EXERCISE INSTRUCTIONS: Select the lines of the records containing the word "black" and list them.

(Stored items from a collection)
────────────────────

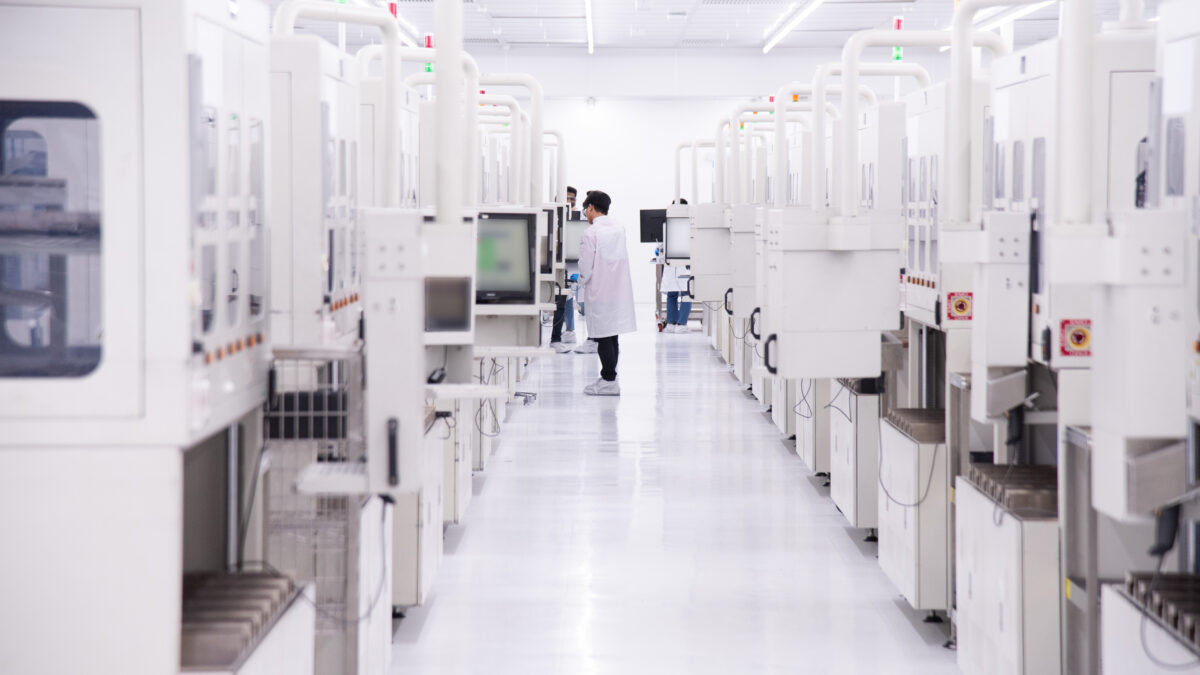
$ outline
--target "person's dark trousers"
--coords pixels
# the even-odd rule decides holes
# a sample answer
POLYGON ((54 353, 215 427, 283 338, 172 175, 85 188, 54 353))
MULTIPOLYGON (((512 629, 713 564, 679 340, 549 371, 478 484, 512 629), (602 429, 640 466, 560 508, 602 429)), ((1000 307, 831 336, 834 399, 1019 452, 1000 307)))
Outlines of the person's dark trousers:
POLYGON ((554 323, 550 328, 550 342, 562 342, 563 318, 567 309, 567 296, 554 296, 554 323))
POLYGON ((596 353, 600 355, 600 377, 606 382, 617 379, 617 357, 621 355, 617 336, 596 338, 596 353))

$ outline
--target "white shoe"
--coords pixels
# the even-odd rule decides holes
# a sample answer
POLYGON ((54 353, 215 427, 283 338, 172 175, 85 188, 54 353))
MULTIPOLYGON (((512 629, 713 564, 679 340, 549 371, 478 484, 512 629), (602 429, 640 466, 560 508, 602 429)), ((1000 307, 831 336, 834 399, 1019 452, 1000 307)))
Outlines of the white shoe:
POLYGON ((583 393, 588 396, 620 396, 621 385, 617 384, 616 380, 609 382, 604 378, 600 378, 584 387, 583 393))
POLYGON ((563 334, 562 334, 562 341, 564 344, 569 344, 569 345, 575 344, 575 331, 564 330, 563 334))
POLYGON ((566 345, 561 342, 551 342, 550 346, 559 354, 566 354, 571 351, 571 345, 566 345))
POLYGON ((600 345, 596 344, 595 340, 584 340, 583 344, 571 350, 576 354, 595 354, 600 345))
POLYGON ((681 323, 681 324, 675 325, 675 332, 681 333, 681 334, 687 334, 687 333, 692 332, 692 329, 688 328, 688 325, 686 323, 681 323))

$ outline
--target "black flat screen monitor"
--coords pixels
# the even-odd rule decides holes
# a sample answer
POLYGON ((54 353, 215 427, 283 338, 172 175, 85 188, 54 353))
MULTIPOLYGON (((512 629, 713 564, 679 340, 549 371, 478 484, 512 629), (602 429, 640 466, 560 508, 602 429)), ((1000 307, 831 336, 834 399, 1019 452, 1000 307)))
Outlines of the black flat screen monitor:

────────────────────

EXERCISE RESULT:
--target "black flat screen monitor"
Outlines of the black flat screen monitor:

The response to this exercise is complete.